## [Short task]
Please give the entries below as a numbered list with one line per item, leaving out any blank lines.

## [Records shown]
——————
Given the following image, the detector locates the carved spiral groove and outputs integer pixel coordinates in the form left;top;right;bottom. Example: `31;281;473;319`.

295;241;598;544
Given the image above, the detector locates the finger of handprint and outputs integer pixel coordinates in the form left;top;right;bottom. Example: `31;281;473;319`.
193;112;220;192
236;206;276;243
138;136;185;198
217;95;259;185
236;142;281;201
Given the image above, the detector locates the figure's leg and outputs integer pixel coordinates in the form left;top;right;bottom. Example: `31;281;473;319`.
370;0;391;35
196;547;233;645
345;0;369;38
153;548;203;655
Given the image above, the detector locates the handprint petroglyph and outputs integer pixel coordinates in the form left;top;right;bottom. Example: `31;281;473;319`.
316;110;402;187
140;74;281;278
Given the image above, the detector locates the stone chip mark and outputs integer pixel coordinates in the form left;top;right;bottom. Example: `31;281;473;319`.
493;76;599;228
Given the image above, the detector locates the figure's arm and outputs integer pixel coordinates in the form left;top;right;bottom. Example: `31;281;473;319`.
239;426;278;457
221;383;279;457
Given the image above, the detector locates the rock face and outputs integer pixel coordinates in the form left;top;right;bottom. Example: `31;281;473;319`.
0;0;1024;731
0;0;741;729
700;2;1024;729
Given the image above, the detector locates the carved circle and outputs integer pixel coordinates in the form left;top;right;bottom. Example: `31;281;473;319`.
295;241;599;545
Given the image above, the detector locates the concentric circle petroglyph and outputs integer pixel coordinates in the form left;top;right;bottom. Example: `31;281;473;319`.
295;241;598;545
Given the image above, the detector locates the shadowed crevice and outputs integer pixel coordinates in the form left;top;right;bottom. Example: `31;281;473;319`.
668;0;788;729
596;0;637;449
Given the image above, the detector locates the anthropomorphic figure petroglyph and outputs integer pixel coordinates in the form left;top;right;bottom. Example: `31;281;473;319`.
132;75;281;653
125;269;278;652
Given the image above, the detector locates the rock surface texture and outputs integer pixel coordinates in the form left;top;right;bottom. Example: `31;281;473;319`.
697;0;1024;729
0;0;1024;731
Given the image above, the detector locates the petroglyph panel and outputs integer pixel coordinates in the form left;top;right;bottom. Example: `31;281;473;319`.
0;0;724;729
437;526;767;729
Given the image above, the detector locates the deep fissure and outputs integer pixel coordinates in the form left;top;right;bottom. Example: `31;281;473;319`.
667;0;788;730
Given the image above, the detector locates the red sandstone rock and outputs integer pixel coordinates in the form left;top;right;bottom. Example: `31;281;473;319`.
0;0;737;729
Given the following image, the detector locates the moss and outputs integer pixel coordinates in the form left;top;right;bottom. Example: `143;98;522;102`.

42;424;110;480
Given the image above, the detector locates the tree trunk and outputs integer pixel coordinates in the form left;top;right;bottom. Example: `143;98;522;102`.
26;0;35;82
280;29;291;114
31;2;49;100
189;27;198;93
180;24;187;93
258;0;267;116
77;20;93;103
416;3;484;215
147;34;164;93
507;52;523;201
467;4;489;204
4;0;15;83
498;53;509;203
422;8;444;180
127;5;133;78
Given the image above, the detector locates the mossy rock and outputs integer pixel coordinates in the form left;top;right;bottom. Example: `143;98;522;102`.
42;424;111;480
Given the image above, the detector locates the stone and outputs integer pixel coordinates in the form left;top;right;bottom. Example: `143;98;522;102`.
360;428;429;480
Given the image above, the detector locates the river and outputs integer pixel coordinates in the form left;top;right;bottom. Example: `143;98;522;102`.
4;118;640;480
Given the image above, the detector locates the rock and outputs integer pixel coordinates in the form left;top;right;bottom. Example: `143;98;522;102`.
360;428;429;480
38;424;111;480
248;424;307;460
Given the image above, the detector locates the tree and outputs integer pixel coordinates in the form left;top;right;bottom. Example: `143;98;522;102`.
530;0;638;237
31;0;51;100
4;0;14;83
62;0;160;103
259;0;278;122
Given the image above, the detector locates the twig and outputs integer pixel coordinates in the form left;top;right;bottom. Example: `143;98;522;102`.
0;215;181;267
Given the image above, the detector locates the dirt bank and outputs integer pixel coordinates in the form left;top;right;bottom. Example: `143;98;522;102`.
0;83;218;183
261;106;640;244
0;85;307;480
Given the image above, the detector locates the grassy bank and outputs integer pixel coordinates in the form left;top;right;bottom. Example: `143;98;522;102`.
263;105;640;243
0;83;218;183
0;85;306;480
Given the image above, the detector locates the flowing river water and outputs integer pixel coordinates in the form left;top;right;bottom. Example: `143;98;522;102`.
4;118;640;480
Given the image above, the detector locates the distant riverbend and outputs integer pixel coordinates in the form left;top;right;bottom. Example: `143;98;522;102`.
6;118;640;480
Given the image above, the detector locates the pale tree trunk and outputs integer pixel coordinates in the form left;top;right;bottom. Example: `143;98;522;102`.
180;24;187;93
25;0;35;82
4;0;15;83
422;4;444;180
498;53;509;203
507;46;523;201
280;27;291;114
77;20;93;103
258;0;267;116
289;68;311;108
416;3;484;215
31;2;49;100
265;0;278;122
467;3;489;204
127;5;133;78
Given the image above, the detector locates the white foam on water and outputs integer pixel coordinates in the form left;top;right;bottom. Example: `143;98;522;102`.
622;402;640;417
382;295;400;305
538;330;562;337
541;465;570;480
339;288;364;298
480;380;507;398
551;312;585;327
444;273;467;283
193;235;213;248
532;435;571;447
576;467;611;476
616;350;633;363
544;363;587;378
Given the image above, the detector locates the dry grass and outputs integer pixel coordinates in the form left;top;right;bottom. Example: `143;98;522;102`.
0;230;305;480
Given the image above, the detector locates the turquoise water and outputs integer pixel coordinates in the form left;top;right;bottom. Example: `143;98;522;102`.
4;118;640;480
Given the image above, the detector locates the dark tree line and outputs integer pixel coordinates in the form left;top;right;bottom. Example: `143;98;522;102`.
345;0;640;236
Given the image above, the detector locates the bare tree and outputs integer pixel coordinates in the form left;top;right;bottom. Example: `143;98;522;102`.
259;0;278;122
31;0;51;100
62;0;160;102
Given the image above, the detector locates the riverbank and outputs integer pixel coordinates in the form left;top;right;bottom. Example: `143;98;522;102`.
——————
## [Result of this task]
1. Given the following image, the detector locates the carved spiral groove and outputs integer pixel coordinates in the form left;top;right;bottom. Example: `31;281;473;319`.
2. 295;241;598;544
3. Given the image above, the detector locates the finger of handprint and outputs integer pixel coordinates in the form left;top;right;bottom. Example: `31;281;473;319`.
4. 193;112;220;192
5. 236;206;276;243
6. 138;136;185;198
7. 217;95;259;185
8. 236;142;281;201
9. Given the image above, the detector locates the figure's leg and outputs integer pixel coordinates in the form left;top;right;bottom. Example: `31;281;473;319`.
10. 370;0;391;35
11. 196;547;233;645
12. 345;0;369;38
13. 153;548;203;655
14. Given the image above, the detector locates the handprint petroglyph and outputs integer pixel coordinates in the form left;top;right;bottom. Example: `31;281;473;319`.
15. 316;110;402;187
16. 140;74;281;278
17. Given the image above, the detector locates the stone chip mark and outputs integer pixel coordinates in the form left;top;right;bottom. Example: `31;281;473;319`.
18. 493;76;599;228
19. Given the image above, the detector locates the figure's arm and outputs integer pixel coordinates in the form left;top;right;bottom. Example: `31;281;473;319`.
20. 239;426;278;457
21. 221;383;279;457
22. Given the image above, the detector locates the rock face and outputs integer pixel coordinates in the form left;top;right;bottom. Example: `31;281;473;319`.
23. 0;0;1024;731
24. 0;0;741;729
25. 700;2;1024;729
26. Given the image above, the detector locates the carved circle and outputs integer pixel coordinates in the form left;top;right;bottom. Example: `31;281;473;319`.
27. 295;241;599;545
28. Given the image above, the detector locates the concentric circle petroglyph and outputs integer pixel coordinates in the form left;top;right;bottom. Example: `31;281;473;319`.
29. 295;241;598;545
30. Given the image above, the detector locates the shadowed crevice and outputs integer pixel coordinates in the form left;top;right;bottom. Example: `31;281;473;319`.
31. 668;0;788;729
32. 596;0;637;449
33. Given the image above, the detector locates the anthropomorphic figure petroglyph and outputs integer pixel coordinates in the form left;top;right;bottom. Example: `31;281;473;319`.
34. 132;75;281;653
35. 125;269;278;652
36. Given the image above, the detector locates the rock surface texture and outputs integer pixel coordinates in the form left;top;right;bottom. Example: `31;281;473;319`.
37. 697;0;1024;729
38. 0;0;1024;731
39. Given the image above, the detector locates the petroglyph panel and outputs integer pixel coordinates in the form left;top;right;bottom. Example: `31;281;473;319`.
40. 0;0;724;729
41. 437;526;767;729
42. Given the image above, the detector locates the deep fissure and outputs integer pixel coordinates in the form left;top;right;bottom. Example: `31;281;473;319`.
43. 667;0;788;730
44. Given the image above, the detector locates the red sandstone rock and outputs integer pixel coordinates in the form left;top;right;bottom. Example: `31;281;473;319`.
45. 0;0;737;729
46. Given the following image, the detector locates the moss and outputs integer pixel coordinates in the form left;top;right;bottom. Example: `143;98;522;102`.
47. 42;424;110;480
48. Given the image above, the detector locates the tree trunk and outputs integer pixel coordinates in the form left;top;right;bottom. Example: `143;98;522;102`.
49. 26;0;35;82
50. 280;29;291;114
51. 31;2;49;100
52. 189;27;198;93
53. 180;24;187;93
54. 258;0;267;116
55. 77;20;93;103
56. 416;3;484;215
57. 147;34;164;93
58. 507;52;523;201
59. 467;4;489;204
60. 4;0;15;83
61. 498;53;509;203
62. 422;8;444;180
63. 127;5;133;78
64. Given the image above, the detector locates the mossy rock and outputs integer pixel coordinates in the form left;top;right;bottom. Example: `143;98;522;102`.
65. 42;424;111;480
66. Given the image above, the detector locates the stone and outputs integer pixel coordinates in the form left;top;right;bottom. Example: `143;98;522;102`.
67. 360;428;429;480
68. Given the image above, the detector locates the river and outputs integer pixel coordinates in the form left;top;right;bottom. Example: `143;98;522;102`.
69. 4;118;640;480
70. Given the image above, the detector locates the rock and outputs integer pixel coordinates in the form left;top;right;bottom. Example: `143;98;522;102`.
71. 360;428;429;480
72. 38;424;111;480
73. 248;424;307;460
74. Given the image above, the detector locates the tree and outputs integer pixel coordinates in the form left;top;right;bottom. Example: `143;98;522;102`.
75. 530;0;638;237
76. 31;0;51;100
77. 4;0;14;83
78. 62;0;160;103
79. 259;0;278;122
80. Given the image above, the detector locates the twig and outputs integer pixel coordinates in the form left;top;right;bottom. Example: `143;98;522;102`.
81. 0;215;181;267
82. Given the image above, the detector locates the dirt bank and outputs integer pixel coordinates in the form left;top;right;bottom. Example: `143;98;522;102`.
83. 0;83;218;183
84. 261;106;640;244
85. 0;85;307;480
86. Given the image above, the detector locates the grassy bank and outputs integer pixel coordinates in the form left;top;right;bottom. Example: `143;98;522;102`.
87. 263;105;640;243
88. 0;83;218;183
89. 0;85;306;480
90. Given the image above, the detector locates the flowing river water and outputs integer pixel coordinates in the form left;top;right;bottom. Example: `143;98;522;102`.
91. 4;118;640;480
92. Given the image above, the detector locates the distant riverbend and outputs integer pixel coordinates in the form left;top;right;bottom. Example: `143;98;522;102`.
93. 6;118;640;480
94. Given the image above, the detector locates the pale tree trunk and outputs integer pixel coordinates in the form left;top;right;bottom. Example: `143;98;522;102`.
95. 180;24;187;93
96. 25;0;35;82
97. 4;0;15;83
98. 422;4;444;180
99. 498;53;509;203
100. 507;46;523;201
101. 280;27;291;114
102. 77;20;93;103
103. 258;0;267;116
104. 289;68;311;108
105. 416;3;484;215
106. 31;2;49;100
107. 265;0;278;122
108. 467;3;489;204
109. 127;5;133;78
110. Given the image above, the detector locates the white foam on water and outputs integer pixel coordinates in the form left;top;right;bottom. Example: `143;98;522;102`.
111. 622;402;640;417
112. 382;295;400;305
113. 538;330;562;337
114. 541;465;570;480
115. 339;288;364;298
116. 480;380;507;398
117. 551;312;585;327
118. 444;273;467;283
119. 193;235;213;248
120. 532;435;571;447
121. 576;467;611;476
122. 616;350;633;363
123. 544;363;587;378
124. Given the image above, the detector locates the dry grass and outputs integer pixel coordinates in the form left;top;right;bottom. Example: `143;98;522;102`.
125. 0;230;305;480
126. Given the image above, the detector locates the turquoise water and outputs integer pixel coordinates in the form left;top;right;bottom. Example: `143;98;522;102`.
127. 4;118;640;480
128. Given the image above, the detector locates the dark tree line and outputs integer pixel coordinates in the form left;top;right;bottom. Example: `143;98;522;102`.
129. 345;0;640;236
130. Given the image above, the detector locates the bare tree and outputs integer pixel coordinates in the form left;top;right;bottom. Example: `143;98;522;102`.
131. 259;0;278;122
132. 31;0;51;100
133. 62;0;160;102
134. Given the image above, the detector locates the riverbank and outputs integer pixel coordinates in the form left;top;right;bottom. Example: `143;98;522;102`.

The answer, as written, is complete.